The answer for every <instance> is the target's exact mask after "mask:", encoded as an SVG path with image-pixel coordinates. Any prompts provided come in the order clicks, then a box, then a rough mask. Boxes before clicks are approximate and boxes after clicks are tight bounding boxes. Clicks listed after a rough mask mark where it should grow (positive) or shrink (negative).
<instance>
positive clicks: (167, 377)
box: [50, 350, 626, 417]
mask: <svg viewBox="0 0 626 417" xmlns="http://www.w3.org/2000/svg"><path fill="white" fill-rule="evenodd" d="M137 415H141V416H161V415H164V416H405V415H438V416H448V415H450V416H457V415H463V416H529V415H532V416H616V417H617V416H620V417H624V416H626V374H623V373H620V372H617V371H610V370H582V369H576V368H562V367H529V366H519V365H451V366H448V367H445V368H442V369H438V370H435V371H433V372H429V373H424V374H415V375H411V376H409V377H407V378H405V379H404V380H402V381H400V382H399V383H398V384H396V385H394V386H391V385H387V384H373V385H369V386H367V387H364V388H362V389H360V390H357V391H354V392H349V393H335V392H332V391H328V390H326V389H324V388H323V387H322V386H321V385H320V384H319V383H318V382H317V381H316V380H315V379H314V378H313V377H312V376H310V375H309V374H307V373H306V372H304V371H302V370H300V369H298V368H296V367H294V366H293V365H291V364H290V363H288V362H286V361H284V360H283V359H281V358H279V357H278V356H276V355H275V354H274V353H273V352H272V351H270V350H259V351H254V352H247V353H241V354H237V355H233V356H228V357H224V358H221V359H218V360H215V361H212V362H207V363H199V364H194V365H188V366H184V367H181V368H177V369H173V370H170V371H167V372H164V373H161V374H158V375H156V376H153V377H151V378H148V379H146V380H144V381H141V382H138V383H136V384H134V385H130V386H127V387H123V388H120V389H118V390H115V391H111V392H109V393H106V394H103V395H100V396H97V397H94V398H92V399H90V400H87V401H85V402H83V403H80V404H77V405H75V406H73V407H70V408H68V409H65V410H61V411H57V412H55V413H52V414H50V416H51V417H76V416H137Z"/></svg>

## [Work to complete]
Give every line of the data, from its first line through the line containing "box: [50, 350, 626, 417]", as a JSON list of strings with one string per line, leaving out blank lines.

## [Reply]
[
  "The answer for every <instance> is the target's exact mask after \"mask:\", encoded as an SVG path with image-pixel coordinates. Any prompts provided come in the order clicks, then a box, then a rough mask. Boxes before clicks are approximate and boxes after clicks are tight bounding boxes. Clicks listed after a rough mask mark where it should grow (positive) or shrink (negative).",
  "<instance>",
  "positive clicks: (167, 377)",
  "box: [50, 350, 626, 417]"
]